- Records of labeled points

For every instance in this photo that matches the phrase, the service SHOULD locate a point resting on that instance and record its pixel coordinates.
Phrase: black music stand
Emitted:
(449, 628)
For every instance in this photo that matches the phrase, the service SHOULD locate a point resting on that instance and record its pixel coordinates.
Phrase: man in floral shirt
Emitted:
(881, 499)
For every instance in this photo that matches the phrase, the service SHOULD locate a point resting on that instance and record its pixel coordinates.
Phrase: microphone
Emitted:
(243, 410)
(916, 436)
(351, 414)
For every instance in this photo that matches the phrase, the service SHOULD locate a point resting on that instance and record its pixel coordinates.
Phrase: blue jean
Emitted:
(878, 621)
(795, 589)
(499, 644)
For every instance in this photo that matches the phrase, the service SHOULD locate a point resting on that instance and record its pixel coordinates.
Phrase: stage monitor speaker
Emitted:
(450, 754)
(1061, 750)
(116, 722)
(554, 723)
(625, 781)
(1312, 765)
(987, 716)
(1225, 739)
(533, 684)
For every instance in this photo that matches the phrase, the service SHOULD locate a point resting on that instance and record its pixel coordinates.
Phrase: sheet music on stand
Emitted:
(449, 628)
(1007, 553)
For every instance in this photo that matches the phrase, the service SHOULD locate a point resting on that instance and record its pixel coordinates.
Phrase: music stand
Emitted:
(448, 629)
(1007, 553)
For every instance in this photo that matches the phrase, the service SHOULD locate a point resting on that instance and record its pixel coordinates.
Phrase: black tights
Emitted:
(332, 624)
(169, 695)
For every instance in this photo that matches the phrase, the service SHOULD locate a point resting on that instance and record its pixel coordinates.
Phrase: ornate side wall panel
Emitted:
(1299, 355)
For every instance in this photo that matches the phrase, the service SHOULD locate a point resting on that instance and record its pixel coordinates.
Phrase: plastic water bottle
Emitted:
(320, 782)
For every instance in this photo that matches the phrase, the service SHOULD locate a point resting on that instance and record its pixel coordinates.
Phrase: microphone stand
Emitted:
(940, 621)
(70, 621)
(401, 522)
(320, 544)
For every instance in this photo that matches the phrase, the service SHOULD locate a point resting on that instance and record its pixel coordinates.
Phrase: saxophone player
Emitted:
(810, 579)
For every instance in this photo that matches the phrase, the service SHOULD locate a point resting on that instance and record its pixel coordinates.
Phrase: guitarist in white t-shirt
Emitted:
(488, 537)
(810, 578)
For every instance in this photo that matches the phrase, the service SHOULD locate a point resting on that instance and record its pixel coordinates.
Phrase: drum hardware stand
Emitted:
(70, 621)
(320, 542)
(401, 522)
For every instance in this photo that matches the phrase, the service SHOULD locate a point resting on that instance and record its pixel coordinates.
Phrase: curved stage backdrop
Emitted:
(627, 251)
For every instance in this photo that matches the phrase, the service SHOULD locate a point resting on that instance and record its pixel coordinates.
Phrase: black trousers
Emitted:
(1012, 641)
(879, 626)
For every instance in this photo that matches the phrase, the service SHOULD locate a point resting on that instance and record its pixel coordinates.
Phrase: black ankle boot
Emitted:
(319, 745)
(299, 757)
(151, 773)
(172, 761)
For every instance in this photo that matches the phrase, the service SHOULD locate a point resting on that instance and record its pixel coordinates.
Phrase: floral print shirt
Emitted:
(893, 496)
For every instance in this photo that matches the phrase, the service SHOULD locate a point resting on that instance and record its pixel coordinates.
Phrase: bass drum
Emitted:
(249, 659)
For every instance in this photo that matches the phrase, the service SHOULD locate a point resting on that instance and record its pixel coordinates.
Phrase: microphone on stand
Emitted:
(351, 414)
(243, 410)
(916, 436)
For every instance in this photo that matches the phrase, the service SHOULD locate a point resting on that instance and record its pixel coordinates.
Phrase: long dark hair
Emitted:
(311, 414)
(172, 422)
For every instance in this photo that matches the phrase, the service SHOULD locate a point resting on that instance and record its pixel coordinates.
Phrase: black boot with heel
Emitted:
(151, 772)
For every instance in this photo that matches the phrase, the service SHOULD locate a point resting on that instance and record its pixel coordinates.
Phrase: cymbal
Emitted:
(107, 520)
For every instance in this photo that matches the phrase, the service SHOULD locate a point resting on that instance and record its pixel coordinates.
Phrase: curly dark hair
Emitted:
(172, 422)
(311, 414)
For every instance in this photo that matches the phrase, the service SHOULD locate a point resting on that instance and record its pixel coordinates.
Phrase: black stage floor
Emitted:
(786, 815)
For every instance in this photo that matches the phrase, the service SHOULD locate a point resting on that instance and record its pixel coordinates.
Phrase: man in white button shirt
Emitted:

- Task
All of the entries need to be reproduced exactly; please write them out.

- Task answer
For every instance in this photo that matches the phrase, the service SHOULD locate a point resting on that instance and record its pixel coordinates.
Phrase: black music stand
Emitted:
(449, 628)
For every instance in this photo that matches the phrase, the service SHOULD locate a point resting on that instance and record its pixel coordinates.
Phrase: man in floral shirt
Emitted:
(881, 499)
For every instance in this photo that matches the phrase, the service SHOULD locate a point resting on that instance and record its pixel coordinates.
Phrase: microphone
Emitted:
(243, 410)
(916, 436)
(351, 414)
For every instance in this photo that matches the phrase, the service SHOULD locate a point resting on that instance and record its pixel coordinates.
Phrase: blue jean
Emitted:
(878, 621)
(795, 589)
(499, 644)
For every instance in this photo that matches the phrase, the service SHOULD locate a point resting on that instance and record its pixel coordinates.
Phrase: stage monitor speaker
Emitted:
(450, 754)
(1061, 750)
(116, 722)
(554, 723)
(625, 781)
(1312, 765)
(987, 716)
(1225, 739)
(533, 684)
For every instance in this photo that matches the phrase, the service SHOULD locate a point resting on that instance and record its pixel coordinates.
Phrase: sheet music on stand
Emitted:
(449, 628)
(1007, 553)
For every instance in this photo that matches the phrase, the service SHOULD locate a point resting on that instance and record its pixel coordinates.
Phrase: music stand
Emitted:
(448, 629)
(1007, 553)
For every instance in this photo that matches the phrase, the service SHOULD locate a point resting on that instance and record its pixel coordinates.
Phrase: black tights
Emitted:
(332, 624)
(169, 695)
For every instance in this photo that matches the phrase, the service SHOULD locate a point resting on that instance and record its pixel coordinates.
Phrase: ornate side wall panel
Emitted:
(1299, 355)
For every instance in this photo that matches the phrase, the service SHOULD locate a point resting on that instance and record its pixel coordinates.
Phrase: plastic water bottle
Emitted:
(320, 782)
For every instance in this photo that matches the phrase, the service SHOULD locate a point resting on that instance and record its pixel coordinates.
Phrase: microphone stand
Emitted:
(940, 621)
(70, 621)
(401, 522)
(320, 544)
For every instance in this photo that matches the phrase, the service SHOULD locate a point resting on that instance and record its pixel coordinates.
Phrase: saxophone player
Emitted:
(810, 579)
For every instance in this photo that matches the phrase, the service SHOULD locate a point resting on that instance and record its pixel coordinates.
Phrase: guitarist in white t-shirt
Emitted:
(488, 537)
(810, 578)
For every instance in this photo that matches the phrase, the service SHOULD locate a point resting on that instance and record its pixel coordinates.
Phrase: drum hardware stand
Emitted:
(70, 621)
(320, 542)
(401, 522)
For every instance in this photo that matches the phrase, the service SHOULD locate a point resting on that instance and record its pixel coordinates.
Phrase: curved stage backdrop
Emitted:
(627, 251)
For every instance in this photo that matches the phrase, the service SHOULD locate a point resting on that instance and record its pixel coordinates.
Phrase: black trousers
Emitted:
(1012, 641)
(879, 626)
For every instance in this photo that matches the phrase, the service SHOULD locate a point resting on that instance and record its pixel coordinates.
Phrase: black ankle boot
Emitted:
(319, 745)
(299, 757)
(151, 773)
(172, 761)
For every instance in this photo that matches the phrase, the service SHOULD locate a point resting on that instance and record its pixel coordinates.
Phrase: floral print shirt
Emitted:
(893, 496)
For every instance in this photo that matches the phrase, the service SHOULD locate a point resting on that instance and record its pixel coordinates.
Phrase: bass drum
Emitted:
(249, 659)
For every instance in this photo that matches the phrase, the service SHOULD locate a point resting on that instance and record its pixel coordinates.
Phrase: microphone on stand
Emitted:
(351, 414)
(243, 410)
(916, 436)
For every instance in this photo that matches the phrase, the service SHOULD locate a point resting on that instance and record its pixel coordinates.
Phrase: long dark hair
Emitted:
(311, 414)
(172, 422)
For every instance in this photo that matches the phrase, the service SHOULD locate a point resting on that instance and record its pixel coordinates.
Phrase: black boot with heel
Emitted:
(151, 772)
For every instance in this photo that matches the phrase, the service SHOULD locate a point resting on that instance and record its pixel coordinates.
Phrase: cymbal
Emitted:
(107, 520)
For every instance in this photo that matches the phrase, the service SHOULD locate a point resting on that instance and record its pixel coordinates.
Phrase: curly dark hair
Emitted:
(172, 422)
(311, 414)
For every instance in this photo that matches the phrase, the service SHOULD locate a point resting on that instance and record its pixel coordinates.
Phrase: black stage floor
Emitted:
(786, 815)
For every instance in this photo that matches the phrase, the service SHOULD locate a point resting on that instance and record its pixel coordinates.
Phrase: man in white button shirt
Emitted:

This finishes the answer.